If you're just joining me and have forgotten why you subscribed, I'm Kris St.Gabriel - I created the ecards website WRONGCARDS, and write books. More here at https://stgabriel.io.

Greetings from Indooroopilly, Queensland
(Which is a real place)

Who’s your least favorite African American? I’ll go first—mine’s Elon Musk.

I didn’t want to mention him, obviously—and you didn’t want me to mention him either, because nobody, nobody at all, or at least nobody worth mentioning, feels uplifted at the thought of Elon Musk. We understand the problem well enough. He has a crippling need to be mentioned by people. Worse than that, he wants us to be annoyed with him, like some bratty fourteen-year-old boy making too much noise on public transport. Of course, if we complain about him, we assume we are letting him win. Personally, I doubt the assumption. My feeling is that if a fourteen-year-old boy is being unnecessarily loud and spouting racist nonsense on a bus, we’re allowed to elbow him in the ear accidentally as we exit that bus. Accidentally and only because we didn’t see the nasty little brat, obviously. Human error and all that.

But for most of us, Elon is little more than an unskippable advertisement at Youtube. If you’re like me, you only go to Youtube to watch videos of otters, because videos of otters are probably the coolest things on the internet, anyway. Though recently I discovered honey bears, also known as kinkajous, a carnivorous mammal of Central and South America. So, I’ve been watching videos of them as well. I love honey bears. I love everything about them. I think it’s their ears.

Now, before you go searching for videos of honey bears, remember they’ll be a few unskippable advertisements. Google, which has been surveilling me for at least a quarter of a century, surely realizes by now that I don’t particularly care for their advertisements, but their business model, evidently, is to irk me so profoundly that I’ll give up and subscribe to their … you know, that thing they have. That service or whatever they’re calling it. They have a pop-up appearing on the screen, though like any right-thinking individual, I ignore pop-ups. But through the general zeitgeist I’ve learned they have a subscription service which would enable us to watch videos of honey bears all day long, sans advertisements. So, I know such a service exists, and I also know I’m never paying for it, because that is who and how I am. I don’t support toxic business models, I guess I’m saying.

_Work item 1_: List every website, web address, and company that the newsletter names.
_Work item 2_: According to the newsletter, what is another name for honey bears?
_Work item 3_: Resume the newsletter about Elon Musk, Youtube, and honey bears right after its final sentence.

_Material provided_:
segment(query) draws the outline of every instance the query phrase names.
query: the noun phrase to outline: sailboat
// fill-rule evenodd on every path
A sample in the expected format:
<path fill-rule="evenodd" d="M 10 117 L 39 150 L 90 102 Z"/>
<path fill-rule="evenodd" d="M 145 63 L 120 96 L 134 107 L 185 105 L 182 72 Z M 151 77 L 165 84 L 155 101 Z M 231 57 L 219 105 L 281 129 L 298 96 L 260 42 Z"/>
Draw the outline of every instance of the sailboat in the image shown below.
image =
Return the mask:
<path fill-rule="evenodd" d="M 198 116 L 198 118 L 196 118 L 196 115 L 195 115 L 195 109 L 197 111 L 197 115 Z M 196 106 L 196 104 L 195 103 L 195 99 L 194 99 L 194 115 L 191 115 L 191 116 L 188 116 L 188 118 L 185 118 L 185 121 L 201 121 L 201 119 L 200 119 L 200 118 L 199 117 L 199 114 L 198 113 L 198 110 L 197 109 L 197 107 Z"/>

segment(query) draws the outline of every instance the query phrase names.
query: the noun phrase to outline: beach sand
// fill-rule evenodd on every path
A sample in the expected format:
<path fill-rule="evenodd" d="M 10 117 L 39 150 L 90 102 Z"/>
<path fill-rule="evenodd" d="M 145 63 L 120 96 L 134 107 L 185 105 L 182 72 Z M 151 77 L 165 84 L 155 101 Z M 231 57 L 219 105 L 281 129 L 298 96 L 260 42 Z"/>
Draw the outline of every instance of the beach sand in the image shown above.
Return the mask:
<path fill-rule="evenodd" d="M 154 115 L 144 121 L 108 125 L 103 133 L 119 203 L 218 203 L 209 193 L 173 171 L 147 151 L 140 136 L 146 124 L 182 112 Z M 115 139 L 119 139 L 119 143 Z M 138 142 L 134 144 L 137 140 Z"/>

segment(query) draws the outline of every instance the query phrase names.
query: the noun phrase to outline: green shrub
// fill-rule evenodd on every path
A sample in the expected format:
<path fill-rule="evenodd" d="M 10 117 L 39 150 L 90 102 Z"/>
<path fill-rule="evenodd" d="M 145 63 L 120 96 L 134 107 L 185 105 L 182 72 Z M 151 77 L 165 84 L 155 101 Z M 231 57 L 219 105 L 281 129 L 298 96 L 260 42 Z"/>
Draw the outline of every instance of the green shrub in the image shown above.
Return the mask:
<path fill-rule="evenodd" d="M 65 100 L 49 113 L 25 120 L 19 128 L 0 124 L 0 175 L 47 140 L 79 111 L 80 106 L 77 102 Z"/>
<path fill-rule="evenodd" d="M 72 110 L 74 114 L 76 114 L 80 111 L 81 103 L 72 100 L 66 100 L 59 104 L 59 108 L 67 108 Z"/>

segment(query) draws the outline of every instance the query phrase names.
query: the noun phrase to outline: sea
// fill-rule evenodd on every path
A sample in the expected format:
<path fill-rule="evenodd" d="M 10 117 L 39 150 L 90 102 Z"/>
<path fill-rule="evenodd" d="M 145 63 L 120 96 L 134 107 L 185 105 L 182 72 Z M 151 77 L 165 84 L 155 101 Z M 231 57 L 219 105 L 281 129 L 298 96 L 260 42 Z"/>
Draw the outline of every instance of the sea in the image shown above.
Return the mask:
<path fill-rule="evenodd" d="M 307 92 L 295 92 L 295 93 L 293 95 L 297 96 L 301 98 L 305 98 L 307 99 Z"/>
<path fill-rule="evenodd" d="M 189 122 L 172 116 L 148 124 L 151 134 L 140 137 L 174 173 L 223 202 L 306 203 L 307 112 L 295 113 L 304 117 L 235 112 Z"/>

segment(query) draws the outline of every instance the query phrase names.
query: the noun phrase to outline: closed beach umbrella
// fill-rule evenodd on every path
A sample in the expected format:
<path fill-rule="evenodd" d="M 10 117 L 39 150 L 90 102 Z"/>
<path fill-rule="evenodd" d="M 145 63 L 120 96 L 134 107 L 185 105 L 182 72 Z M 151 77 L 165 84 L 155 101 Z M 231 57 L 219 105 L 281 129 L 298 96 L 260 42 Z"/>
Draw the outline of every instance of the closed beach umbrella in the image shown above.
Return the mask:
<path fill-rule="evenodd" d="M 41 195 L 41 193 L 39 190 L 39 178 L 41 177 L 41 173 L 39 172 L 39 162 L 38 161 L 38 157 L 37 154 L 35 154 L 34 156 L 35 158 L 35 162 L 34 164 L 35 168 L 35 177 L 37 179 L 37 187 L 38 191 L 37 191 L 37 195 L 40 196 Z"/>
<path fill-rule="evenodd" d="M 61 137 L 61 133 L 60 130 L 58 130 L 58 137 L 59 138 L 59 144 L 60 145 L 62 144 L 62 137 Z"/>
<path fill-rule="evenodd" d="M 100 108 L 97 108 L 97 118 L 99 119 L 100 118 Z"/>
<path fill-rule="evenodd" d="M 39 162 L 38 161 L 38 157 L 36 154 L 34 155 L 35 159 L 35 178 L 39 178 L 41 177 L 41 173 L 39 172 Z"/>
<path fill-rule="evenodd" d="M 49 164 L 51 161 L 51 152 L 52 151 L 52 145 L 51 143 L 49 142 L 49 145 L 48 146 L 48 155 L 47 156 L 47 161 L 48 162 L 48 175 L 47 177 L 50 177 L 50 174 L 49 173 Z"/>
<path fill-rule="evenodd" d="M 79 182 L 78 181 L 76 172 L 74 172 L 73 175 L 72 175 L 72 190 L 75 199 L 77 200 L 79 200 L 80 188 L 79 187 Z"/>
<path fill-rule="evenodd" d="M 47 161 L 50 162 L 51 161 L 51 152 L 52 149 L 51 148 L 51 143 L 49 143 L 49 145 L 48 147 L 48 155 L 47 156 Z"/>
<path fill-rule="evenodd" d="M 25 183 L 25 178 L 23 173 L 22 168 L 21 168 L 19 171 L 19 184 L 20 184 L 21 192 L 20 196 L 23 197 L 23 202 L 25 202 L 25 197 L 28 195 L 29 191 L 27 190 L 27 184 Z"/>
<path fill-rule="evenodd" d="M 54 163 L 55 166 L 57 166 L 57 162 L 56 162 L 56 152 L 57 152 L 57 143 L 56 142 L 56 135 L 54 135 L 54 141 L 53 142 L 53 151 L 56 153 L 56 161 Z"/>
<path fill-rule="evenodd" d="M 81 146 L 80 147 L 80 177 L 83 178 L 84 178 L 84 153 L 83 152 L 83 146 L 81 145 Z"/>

_Response 1_: WRONGCARDS, https://stgabriel.io, Youtube, Google

_Response 2_: Kinkajous.

_Response 3_:
I’m also not giving any money to Elon Musk, the climate change denier who manufactures electric cars. Oh, I know he has his supporters, just as Draco Malfoy had his Crabbe and Goyle. Oh, I heard Elon is suing companies for no-longer advertising on Twitter. Because after he bought that website and started amplifying racists, advertisers left the platform. He probably thinks (to paraphrase another billionaire) he’s been treated very unfairly. Fascists are always bleating about how unfairly they’ve been treated. There’s a lot of whining about minor grievances in fascism. I mean, Elon is ridiculous, but that’s not the main issue here. The issue is that, like any unsupervised fourteen-year-old on a bus — or much like one of those unskippable ads at Youtube — Elon wants us to to think about him. He would also like those thoughts to be negative, when possible. Which is convenient in a way because nobody likes him, at least not as far as I’m aware, apart from a few bitter young men lacking the requisite standards of hygiene to attract a female counterpart. Otherwise, nobody likes him at all.

I exited Twitter when the Nazis turned up in force. The lack of otter pictures didn’t help. I expect the website will eventually be sold at a loss to somebody who isn’t a Nazi. I might pop back in then to see if my account still exists, but until then, everything I hear about Elon is, generally speaking, against my will. Which reminds me, a friend sent me this.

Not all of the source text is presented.